■ ENTRIES ■
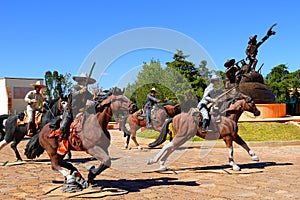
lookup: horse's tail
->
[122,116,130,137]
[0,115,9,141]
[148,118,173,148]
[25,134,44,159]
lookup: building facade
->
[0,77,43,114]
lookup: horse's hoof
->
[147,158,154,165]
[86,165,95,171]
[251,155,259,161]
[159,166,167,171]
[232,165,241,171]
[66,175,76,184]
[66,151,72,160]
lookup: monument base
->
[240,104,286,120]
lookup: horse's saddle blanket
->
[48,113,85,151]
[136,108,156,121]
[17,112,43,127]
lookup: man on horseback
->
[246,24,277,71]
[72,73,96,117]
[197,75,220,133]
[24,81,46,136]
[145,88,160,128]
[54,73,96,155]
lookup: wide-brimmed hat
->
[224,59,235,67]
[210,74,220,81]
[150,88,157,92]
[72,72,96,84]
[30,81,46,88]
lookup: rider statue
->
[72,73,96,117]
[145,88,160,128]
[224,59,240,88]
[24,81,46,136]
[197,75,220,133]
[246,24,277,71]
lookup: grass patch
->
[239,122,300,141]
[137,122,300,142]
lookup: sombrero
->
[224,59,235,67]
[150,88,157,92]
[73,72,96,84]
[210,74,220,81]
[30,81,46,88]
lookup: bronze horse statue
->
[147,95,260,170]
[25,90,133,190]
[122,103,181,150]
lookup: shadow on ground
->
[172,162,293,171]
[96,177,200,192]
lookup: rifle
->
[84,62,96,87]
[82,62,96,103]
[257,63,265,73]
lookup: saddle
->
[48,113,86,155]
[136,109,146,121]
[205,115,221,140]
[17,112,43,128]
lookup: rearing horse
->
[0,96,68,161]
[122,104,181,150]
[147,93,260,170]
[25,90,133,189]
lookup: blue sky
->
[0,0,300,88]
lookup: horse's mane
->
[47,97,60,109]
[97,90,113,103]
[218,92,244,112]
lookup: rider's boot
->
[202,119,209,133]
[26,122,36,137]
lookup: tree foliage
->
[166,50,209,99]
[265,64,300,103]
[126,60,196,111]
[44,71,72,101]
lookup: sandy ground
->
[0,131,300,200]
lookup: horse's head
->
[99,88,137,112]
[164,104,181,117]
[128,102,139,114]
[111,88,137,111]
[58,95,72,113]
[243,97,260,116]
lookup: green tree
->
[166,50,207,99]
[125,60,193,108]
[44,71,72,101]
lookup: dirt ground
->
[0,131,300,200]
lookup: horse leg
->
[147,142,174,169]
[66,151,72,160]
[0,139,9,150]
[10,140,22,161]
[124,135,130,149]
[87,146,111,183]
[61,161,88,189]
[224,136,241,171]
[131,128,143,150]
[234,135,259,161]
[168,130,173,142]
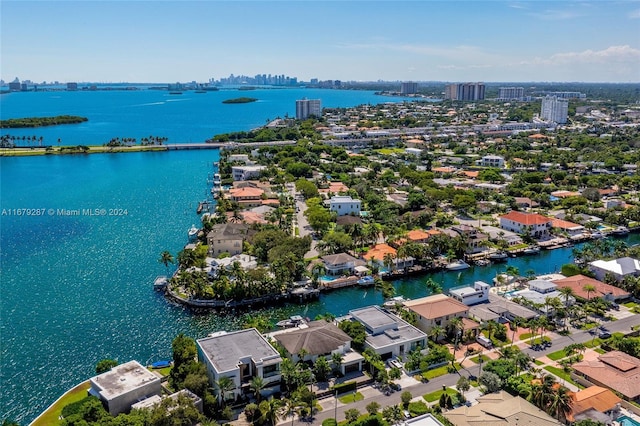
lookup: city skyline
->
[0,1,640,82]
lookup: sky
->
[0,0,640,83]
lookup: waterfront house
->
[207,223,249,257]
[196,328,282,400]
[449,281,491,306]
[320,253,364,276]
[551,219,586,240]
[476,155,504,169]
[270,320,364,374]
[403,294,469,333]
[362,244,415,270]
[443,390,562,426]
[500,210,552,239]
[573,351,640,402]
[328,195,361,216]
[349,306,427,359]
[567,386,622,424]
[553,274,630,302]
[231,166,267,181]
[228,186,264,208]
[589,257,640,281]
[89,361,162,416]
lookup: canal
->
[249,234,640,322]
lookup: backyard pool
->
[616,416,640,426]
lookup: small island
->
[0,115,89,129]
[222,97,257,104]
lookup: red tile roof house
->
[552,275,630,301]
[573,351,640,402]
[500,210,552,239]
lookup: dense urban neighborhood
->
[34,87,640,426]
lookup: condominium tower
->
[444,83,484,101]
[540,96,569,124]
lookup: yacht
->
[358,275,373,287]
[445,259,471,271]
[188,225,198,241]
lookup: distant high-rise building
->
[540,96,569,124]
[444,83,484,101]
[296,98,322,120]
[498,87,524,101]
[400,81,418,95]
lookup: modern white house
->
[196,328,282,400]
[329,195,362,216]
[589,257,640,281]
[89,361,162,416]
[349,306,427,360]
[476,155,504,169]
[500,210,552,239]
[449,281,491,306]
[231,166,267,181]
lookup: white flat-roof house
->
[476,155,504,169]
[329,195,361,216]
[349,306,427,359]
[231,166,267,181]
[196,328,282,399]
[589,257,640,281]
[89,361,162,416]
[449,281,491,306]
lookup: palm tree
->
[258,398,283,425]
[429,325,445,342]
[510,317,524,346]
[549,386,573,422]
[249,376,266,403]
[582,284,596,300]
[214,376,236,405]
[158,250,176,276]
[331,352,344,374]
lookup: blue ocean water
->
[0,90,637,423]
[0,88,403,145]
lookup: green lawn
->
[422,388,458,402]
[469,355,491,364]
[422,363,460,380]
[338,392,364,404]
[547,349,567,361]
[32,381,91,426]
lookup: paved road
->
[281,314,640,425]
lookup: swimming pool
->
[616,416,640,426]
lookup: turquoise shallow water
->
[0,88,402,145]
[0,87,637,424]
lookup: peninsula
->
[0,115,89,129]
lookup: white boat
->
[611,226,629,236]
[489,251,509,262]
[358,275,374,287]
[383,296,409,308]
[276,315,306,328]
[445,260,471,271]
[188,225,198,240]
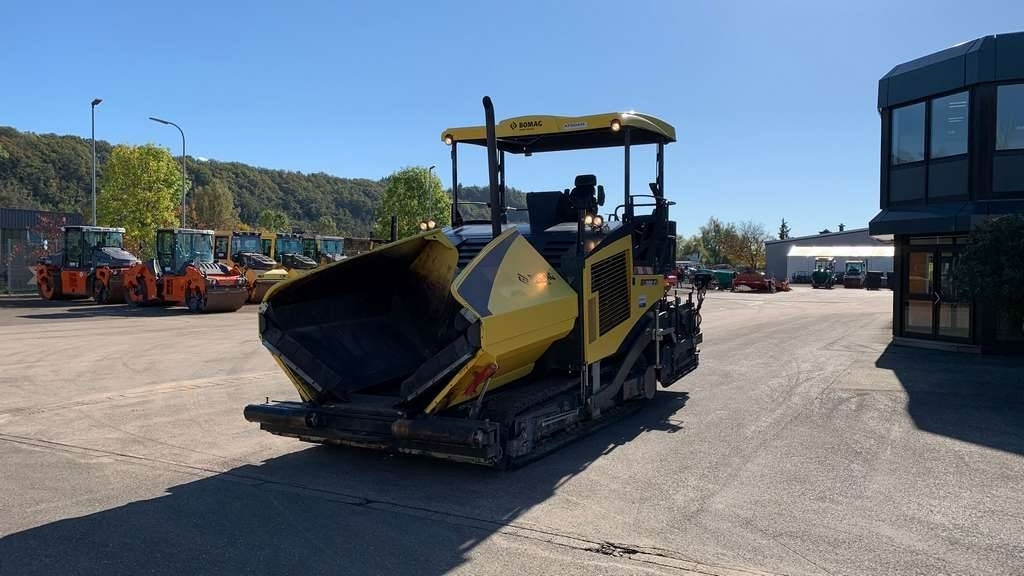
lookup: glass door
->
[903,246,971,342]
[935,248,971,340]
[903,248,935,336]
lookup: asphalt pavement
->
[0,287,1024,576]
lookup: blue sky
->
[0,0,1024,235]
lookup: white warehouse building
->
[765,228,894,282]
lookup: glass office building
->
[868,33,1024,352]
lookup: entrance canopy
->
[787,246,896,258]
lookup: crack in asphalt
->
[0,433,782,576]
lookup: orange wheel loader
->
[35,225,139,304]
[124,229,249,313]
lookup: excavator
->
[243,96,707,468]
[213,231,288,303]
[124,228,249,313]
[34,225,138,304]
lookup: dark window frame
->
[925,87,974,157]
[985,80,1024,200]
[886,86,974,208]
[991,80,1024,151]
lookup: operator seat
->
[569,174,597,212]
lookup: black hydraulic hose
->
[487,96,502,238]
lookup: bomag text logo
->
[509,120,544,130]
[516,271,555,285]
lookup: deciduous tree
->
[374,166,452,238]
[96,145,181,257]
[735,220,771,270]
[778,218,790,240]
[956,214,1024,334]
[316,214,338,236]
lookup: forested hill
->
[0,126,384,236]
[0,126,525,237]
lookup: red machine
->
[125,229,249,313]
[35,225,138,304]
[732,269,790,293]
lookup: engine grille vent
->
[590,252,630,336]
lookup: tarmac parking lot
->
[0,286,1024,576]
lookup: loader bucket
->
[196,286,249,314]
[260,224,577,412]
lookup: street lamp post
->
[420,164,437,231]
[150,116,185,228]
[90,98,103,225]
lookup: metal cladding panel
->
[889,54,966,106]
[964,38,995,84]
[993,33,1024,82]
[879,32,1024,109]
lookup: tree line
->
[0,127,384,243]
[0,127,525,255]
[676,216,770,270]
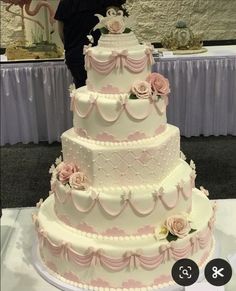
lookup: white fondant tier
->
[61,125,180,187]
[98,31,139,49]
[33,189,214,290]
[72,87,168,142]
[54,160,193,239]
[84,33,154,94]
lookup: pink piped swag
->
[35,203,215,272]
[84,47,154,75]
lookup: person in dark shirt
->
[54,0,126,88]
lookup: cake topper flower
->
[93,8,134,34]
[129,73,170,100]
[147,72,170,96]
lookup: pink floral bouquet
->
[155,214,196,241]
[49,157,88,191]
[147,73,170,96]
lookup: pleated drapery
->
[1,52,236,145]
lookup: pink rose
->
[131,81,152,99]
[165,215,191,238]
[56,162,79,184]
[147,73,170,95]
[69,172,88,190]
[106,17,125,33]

■ TASK REQUIREMENTS ■
Update the listing from the line with "lookup: red tile roof house" to the line with "[400,81,418,95]", changing "condominium tower" to "apartment tower" and leaving everything else unchanged.

■ TASK OUTPUT ■
lookup: red tile roof house
->
[552,275,630,301]
[573,351,640,402]
[500,210,552,239]
lookup: dense urban neighborhood
->
[34,87,640,426]
lookup: apartment tower
->
[444,83,484,101]
[540,96,569,124]
lookup: yacht
->
[358,275,373,287]
[445,259,471,271]
[188,225,198,241]
lookup: distant high-rise building
->
[540,96,569,124]
[444,83,484,101]
[296,98,322,120]
[498,87,524,101]
[400,81,418,95]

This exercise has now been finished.